EXERCISE INSTRUCTIONS
Rename "millstone" to "grindstone" throughout the material below, and reproduce every line with no other change.

++++++

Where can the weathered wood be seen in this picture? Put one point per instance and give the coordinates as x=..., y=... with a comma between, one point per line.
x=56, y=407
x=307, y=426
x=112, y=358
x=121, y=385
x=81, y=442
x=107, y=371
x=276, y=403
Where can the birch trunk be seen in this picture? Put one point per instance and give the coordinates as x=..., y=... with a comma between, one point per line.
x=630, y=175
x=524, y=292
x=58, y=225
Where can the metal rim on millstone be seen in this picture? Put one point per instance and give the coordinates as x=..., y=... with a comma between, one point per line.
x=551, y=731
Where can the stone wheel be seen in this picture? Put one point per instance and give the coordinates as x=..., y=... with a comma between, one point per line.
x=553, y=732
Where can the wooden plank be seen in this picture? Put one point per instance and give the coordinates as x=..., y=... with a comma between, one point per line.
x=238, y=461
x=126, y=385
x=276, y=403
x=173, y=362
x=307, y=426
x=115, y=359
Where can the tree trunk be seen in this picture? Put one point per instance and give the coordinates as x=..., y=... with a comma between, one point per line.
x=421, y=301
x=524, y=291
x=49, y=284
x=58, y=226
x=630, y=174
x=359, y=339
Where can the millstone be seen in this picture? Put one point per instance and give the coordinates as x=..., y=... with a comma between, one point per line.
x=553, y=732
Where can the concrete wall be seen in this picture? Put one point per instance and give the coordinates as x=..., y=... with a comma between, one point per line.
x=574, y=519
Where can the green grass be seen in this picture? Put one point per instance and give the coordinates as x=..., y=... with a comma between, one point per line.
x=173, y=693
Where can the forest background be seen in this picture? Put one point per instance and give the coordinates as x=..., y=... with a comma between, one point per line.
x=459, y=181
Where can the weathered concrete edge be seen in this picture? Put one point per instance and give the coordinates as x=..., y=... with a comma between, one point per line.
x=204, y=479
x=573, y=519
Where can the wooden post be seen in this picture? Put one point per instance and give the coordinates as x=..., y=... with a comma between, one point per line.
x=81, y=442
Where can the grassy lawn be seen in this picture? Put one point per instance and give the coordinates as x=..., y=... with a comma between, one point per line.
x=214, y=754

++++++

REPLY
Where can the weathered wood be seen in this picture? Put one point per instance and give the coordinates as x=..., y=... with a comma between, one point per line.
x=56, y=407
x=307, y=426
x=112, y=358
x=121, y=385
x=81, y=442
x=107, y=371
x=276, y=403
Where can the birch trunk be seen in this picture? Put one point per instance and give the coordinates as x=..., y=... with a comma between, one point per line.
x=630, y=175
x=524, y=292
x=58, y=225
Where can the metal rim on grindstone be seen in this picture? Put one point per instance and give the coordinates as x=..., y=... with a comma between, one point per line.
x=551, y=731
Where can the stone wheel be seen in this picture? Put one point per instance and give the coordinates as x=..., y=... with a comma between, one point per line.
x=553, y=732
Where can the wooden plank be seen in this picture? Put one point per instance and give the coordinates as x=..., y=... with a comma between, one point per line.
x=238, y=461
x=126, y=385
x=276, y=403
x=173, y=362
x=307, y=426
x=115, y=359
Where can the tree trunk be seen in this picture? Put one point per instance and give the coordinates as x=..., y=... with a comma between, one point per line.
x=421, y=301
x=524, y=291
x=49, y=284
x=58, y=226
x=630, y=174
x=359, y=339
Where can the grindstone be seen in this picture? Put one point per instance and give the coordinates as x=..., y=... with a comma between, one point per line.
x=553, y=732
Where can the concrete wall be seen in this picture? Put one point per instance and give the coordinates as x=..., y=... with a comma between, one point per line.
x=574, y=519
Where can the green grass be seen in this picture? Put one point per instance and give the coordinates as x=..., y=... with a comma between, one point per line.
x=173, y=693
Where can the forest background be seen in this picture? Put one point per instance and give the coordinates as x=..., y=... with a comma between, one point per line.
x=459, y=181
Where can the weathered concrete edge be seen in this picture? Put one point per instance and give the coordinates as x=..., y=... with a comma between, one point per line.
x=204, y=479
x=573, y=519
Where can the wooden post be seen in this picture? Put one point per instance and give the coordinates as x=..., y=... with a comma between, one point per line.
x=81, y=442
Where can the grassy lawn be seen in this picture? Put one point per instance and give the coordinates as x=..., y=... with a comma between, one point per line.
x=214, y=754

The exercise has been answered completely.